** START OF Input for this task **
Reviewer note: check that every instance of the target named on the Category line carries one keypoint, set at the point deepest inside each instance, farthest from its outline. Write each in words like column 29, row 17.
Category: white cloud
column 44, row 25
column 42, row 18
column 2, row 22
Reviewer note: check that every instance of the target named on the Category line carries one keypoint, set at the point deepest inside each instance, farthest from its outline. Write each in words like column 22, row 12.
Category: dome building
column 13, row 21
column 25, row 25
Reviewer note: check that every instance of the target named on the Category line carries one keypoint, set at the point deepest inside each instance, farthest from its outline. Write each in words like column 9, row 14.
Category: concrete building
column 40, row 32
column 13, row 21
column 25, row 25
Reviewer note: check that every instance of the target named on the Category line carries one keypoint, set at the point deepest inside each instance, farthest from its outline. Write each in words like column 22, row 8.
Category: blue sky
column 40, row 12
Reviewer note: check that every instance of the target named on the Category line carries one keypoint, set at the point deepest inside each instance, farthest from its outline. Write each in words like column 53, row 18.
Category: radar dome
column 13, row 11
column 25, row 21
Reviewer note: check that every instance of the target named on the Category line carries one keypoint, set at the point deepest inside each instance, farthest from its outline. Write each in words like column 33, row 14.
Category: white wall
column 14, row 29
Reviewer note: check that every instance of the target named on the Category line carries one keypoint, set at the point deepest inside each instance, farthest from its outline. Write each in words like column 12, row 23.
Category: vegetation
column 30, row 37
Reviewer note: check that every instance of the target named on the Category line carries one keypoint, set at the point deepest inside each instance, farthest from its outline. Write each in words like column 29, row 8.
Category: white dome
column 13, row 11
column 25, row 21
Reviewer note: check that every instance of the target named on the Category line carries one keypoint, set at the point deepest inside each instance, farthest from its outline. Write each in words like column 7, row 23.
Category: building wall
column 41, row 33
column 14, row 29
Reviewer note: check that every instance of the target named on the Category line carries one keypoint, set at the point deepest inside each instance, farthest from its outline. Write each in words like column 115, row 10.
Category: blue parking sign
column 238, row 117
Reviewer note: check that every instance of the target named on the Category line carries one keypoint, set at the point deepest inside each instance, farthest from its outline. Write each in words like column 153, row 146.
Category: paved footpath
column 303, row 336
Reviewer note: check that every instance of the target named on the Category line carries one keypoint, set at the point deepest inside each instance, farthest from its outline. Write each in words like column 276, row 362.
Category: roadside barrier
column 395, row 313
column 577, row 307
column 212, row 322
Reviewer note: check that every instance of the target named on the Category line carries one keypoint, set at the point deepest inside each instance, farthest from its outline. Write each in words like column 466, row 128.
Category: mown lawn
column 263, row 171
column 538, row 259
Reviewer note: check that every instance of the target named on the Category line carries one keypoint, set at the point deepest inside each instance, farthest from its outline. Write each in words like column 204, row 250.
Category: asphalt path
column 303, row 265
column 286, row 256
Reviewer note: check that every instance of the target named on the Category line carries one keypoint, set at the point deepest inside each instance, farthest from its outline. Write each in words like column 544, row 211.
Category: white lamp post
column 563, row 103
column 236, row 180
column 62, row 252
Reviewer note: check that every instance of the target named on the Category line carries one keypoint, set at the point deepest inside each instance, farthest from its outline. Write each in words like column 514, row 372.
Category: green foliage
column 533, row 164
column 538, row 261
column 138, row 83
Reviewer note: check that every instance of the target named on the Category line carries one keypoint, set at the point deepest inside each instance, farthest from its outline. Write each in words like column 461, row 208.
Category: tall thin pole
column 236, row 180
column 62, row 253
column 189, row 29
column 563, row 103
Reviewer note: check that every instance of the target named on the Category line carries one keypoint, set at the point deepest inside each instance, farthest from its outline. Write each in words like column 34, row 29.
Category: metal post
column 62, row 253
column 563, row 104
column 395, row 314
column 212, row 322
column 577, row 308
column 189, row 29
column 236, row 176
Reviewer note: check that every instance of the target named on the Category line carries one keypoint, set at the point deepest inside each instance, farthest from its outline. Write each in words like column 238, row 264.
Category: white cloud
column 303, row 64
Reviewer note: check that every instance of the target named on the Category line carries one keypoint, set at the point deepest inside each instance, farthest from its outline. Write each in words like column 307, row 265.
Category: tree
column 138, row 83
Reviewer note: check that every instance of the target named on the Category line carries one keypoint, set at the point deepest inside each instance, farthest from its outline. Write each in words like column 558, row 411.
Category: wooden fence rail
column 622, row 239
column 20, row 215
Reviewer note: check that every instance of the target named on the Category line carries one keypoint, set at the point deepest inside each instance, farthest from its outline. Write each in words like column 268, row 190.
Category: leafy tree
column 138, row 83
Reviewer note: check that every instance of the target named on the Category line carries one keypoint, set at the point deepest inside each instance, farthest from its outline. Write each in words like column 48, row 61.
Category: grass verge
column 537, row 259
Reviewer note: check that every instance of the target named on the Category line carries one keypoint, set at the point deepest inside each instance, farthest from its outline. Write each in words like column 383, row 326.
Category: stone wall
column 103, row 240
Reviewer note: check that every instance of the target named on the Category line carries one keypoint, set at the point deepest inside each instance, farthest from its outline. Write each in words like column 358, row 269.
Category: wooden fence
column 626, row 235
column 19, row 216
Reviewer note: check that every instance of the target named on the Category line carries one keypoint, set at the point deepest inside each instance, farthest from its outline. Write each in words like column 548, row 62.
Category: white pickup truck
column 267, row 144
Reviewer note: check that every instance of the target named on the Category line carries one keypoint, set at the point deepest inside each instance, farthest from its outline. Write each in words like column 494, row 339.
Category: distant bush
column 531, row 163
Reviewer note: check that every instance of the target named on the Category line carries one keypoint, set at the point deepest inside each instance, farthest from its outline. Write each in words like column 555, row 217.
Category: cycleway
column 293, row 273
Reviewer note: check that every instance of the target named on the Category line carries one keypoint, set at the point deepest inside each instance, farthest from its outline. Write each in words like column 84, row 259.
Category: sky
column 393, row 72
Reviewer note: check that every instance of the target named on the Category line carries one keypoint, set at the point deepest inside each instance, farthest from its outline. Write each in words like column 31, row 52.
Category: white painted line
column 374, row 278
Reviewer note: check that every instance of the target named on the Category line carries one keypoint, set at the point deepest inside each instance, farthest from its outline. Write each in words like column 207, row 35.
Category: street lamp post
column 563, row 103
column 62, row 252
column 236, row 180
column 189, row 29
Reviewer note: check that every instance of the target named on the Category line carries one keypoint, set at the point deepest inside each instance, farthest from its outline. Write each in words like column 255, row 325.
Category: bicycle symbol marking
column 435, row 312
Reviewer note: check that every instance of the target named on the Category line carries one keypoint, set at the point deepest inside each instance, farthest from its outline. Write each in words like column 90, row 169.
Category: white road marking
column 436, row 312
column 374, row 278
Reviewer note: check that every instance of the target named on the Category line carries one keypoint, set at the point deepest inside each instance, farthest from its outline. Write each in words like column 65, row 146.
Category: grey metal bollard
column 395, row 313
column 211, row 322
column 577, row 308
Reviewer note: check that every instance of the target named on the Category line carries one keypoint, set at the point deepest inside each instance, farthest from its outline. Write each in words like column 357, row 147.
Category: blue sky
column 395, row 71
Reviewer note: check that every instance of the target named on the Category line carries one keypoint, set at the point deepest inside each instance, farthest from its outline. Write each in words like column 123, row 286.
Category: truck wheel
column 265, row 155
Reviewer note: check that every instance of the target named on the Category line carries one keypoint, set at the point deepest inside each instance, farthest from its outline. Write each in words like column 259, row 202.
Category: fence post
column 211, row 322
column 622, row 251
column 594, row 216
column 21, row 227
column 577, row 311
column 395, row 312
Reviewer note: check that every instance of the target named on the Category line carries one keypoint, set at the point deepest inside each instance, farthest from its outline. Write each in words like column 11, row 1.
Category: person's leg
** END OF Input for this task **
Description of the task: Revise all the items above by changing every "keypoint" to "marker", leaving the rest of each line unchanged.

Result:
Reviewer note: check that every instance of the target named on the Category line carries one marker, set at the point deepest inside each instance, farthest from its outline. Write each in words like column 29, row 17.
Category: white cloud
column 44, row 25
column 42, row 18
column 2, row 22
Reviewer note: check that every instance of the target named on the Category line carries one marker, set at the point deepest inside each instance, farthest from its outline. Write each in words like column 22, row 12.
Category: dome building
column 13, row 21
column 25, row 25
Reviewer note: check that every instance of the target named on the Category line carries one marker, set at the point deepest inside each instance, farthest from its outline. Write each in words like column 9, row 14.
Category: concrete building
column 40, row 32
column 13, row 21
column 25, row 25
Reviewer note: check that every instance of the target named on the Category line carries one marker, set at the point deepest inside each instance, farthest from its outline. Write each in words like column 22, row 8.
Category: blue sky
column 40, row 12
Reviewer note: check that every instance of the target named on the Category line carries one marker, set at the point deepest inside each instance, farthest from its outline. Write each in words like column 53, row 18.
Category: radar dome
column 13, row 11
column 25, row 21
Reviewer note: check that every instance of the target named on the Category line carries one marker, set at the point deepest inside each instance, farthest from its outline. Write each in words like column 33, row 14.
Category: white wall
column 14, row 29
Reviewer note: check that every instance of the target named on the Category line carries one marker, set at the point deepest inside each instance, farthest from its outline. Write each in words like column 12, row 23.
Category: vegetation
column 30, row 37
Reviewer note: check that every instance of the target named on the Category line carries one marker, set at the point deepest inside each instance, farthest from its outline. Write each in words like column 29, row 8.
Category: white dome
column 13, row 11
column 25, row 21
Reviewer note: check that every instance of the target named on the Category line carries one marker, set at the point deepest inside each instance, farthest from its outline. Write each in words like column 7, row 23.
Category: building wall
column 41, row 33
column 14, row 29
Reviewer note: check that every instance of the target named on the Category line carries one marker, set at the point deepest inside each instance, farthest from its outline. Write each in words like column 115, row 10.
Category: blue parking sign
column 238, row 117
Reviewer note: check that every instance of the target named on the Category line carries one marker, set at the point deepest inside each instance, farthest from its outline. Write each in words like column 153, row 146.
Category: paved footpath
column 303, row 336
Reviewer note: check that every instance of the target named on the Category line carries one marker, set at the point deepest inside each instance, farthest from its outline. Write each in words like column 276, row 362.
Category: roadside barrier
column 395, row 313
column 577, row 307
column 212, row 322
Reviewer note: check that every instance of the target named on the Category line carries one marker, set at the point deepest inside each instance, farthest from its outline. Write each in words like column 466, row 128.
Category: mown lawn
column 263, row 171
column 538, row 259
Reviewer note: check that every instance of the target named on the Category line carries one marker, set at the point deepest inside each instance, farthest from its outline. Write each in words like column 204, row 250.
Category: asphalt path
column 303, row 265
column 286, row 256
Reviewer note: check that every instance of the target named on the Category line carries one marker, set at the point deepest inside each instance, farthest from its outline. Write each in words like column 544, row 211.
Category: white lamp post
column 563, row 103
column 236, row 180
column 62, row 252
Reviewer note: check that every instance of the target named on the Category line carries one marker, set at the point deepest inside each instance, farthest from its outline. Write each in words like column 514, row 372.
Category: green foliage
column 533, row 164
column 538, row 261
column 138, row 83
Reviewer note: check that every instance of the target named on the Category line carries one marker, set at the point deepest inside each instance, farthest from its outline. Write each in words like column 461, row 208.
Category: tall thin pole
column 236, row 180
column 62, row 253
column 189, row 29
column 563, row 103
Reviewer note: check that every instance of the target named on the Category line carries one marker, set at the point deepest inside each instance, farthest from its outline. Write each in words like column 34, row 29.
Category: metal post
column 62, row 253
column 563, row 104
column 395, row 314
column 212, row 322
column 577, row 308
column 189, row 29
column 236, row 176
Reviewer note: check that every instance of the target named on the Category line carries one marker, set at the point deepest inside each instance, farthest from its outline. Write each in words like column 238, row 264.
Category: white cloud
column 303, row 64
Reviewer note: check that every instance of the target named on the Category line carries one marker, set at the point deepest inside each instance, farthest from its outline. Write each in words like column 307, row 265.
Category: tree
column 138, row 83
Reviewer note: check that every instance of the target named on the Category line carries one marker, set at the point deepest inside each instance, farthest from its outline. Write each in words like column 558, row 411.
Category: wooden fence rail
column 622, row 239
column 20, row 215
Reviewer note: check that every instance of the target named on the Category line carries one marker, set at the point deepest inside each instance, farthest from its outline. Write each in words like column 268, row 190.
Category: leafy tree
column 138, row 83
Reviewer note: check that every instance of the target named on the Category line carries one marker, set at the point deepest inside each instance, farthest from its outline. Write each in words like column 48, row 61.
Category: grass verge
column 537, row 259
Reviewer note: check that every instance of the target named on the Category line carries one marker, set at the point deepest inside each instance, farthest from its outline. Write each in words like column 383, row 326.
Category: stone wall
column 103, row 240
Reviewer note: check that every instance of the target named on the Category line carries one marker, set at the point deepest inside each instance, farthest from its outline. Write each in words like column 358, row 269.
Category: wooden fence
column 626, row 235
column 19, row 216
Reviewer note: check that every instance of the target named on the Category line carries one marker, set at the point deepest inside each instance, farthest from its outline. Write each in words like column 548, row 62.
Category: white pickup truck
column 267, row 144
Reviewer note: check that every instance of the target named on the Category line carries one marker, set at the point deepest inside each instance, farthest from its outline. Write each in words like column 494, row 339.
Category: distant bush
column 531, row 163
Reviewer note: check that every instance of the target named on the Category line carries one marker, set at the point deepest inside each instance, farthest from its outline. Write each in words like column 555, row 217.
Category: cycleway
column 293, row 273
Reviewer note: check that every instance of the target named on the Category line carries one marker, set at the point deepest inside each instance, farthest from its outline. Write each in words like column 84, row 259.
Category: sky
column 393, row 72
Reviewer note: check that every instance of the target named on the Category line carries one marker, set at the point deepest inside each instance, farthest from its outline. Write each in words like column 31, row 52.
Category: white painted line
column 374, row 278
Reviewer note: check that every instance of the target named on the Category line carries one marker, set at the point deepest inside each instance, farthest from its outline. Write each in words like column 207, row 35.
Category: street lamp post
column 563, row 103
column 62, row 252
column 236, row 180
column 189, row 29
Reviewer note: check that every instance of the target named on the Category line carries one marker, set at the point deepest inside each instance, farthest from its outline. Write each in words like column 255, row 325.
Category: bicycle symbol marking
column 435, row 312
Reviewer note: check that every instance of the target named on the Category line carries one marker, set at the point deepest inside each instance, farthest from its outline. Write each in words like column 90, row 169.
Category: white road marking
column 436, row 312
column 374, row 278
Reviewer note: check that every instance of the target named on the Category line carries one marker, set at the point deepest inside each instance, farthest from its outline. Write each in words like column 65, row 146.
Category: grey metal bollard
column 395, row 313
column 211, row 322
column 577, row 308
Reviewer note: check that every instance of the target named on the Category line carries one marker, set at the point deepest inside each instance, farthest from its outline. Write each in words like column 357, row 147.
Category: blue sky
column 395, row 71
Reviewer note: check that every instance of the target named on the Category line carries one marker, set at the point deepest inside each instance, farthest from its outline. Write each in words like column 123, row 286.
Category: truck wheel
column 265, row 155
Reviewer note: check that every instance of the target named on the Category line carries one marker, set at the point deepest inside each instance, farthest from its outline. Write each in words like column 259, row 202.
Category: fence post
column 211, row 322
column 622, row 251
column 594, row 216
column 21, row 227
column 577, row 311
column 395, row 312
Reviewer note: check that every instance of the target named on the Category line carries one marker, set at the point deepest inside each instance, farthest from its outline. Write each in words like column 11, row 1.
Category: person's leg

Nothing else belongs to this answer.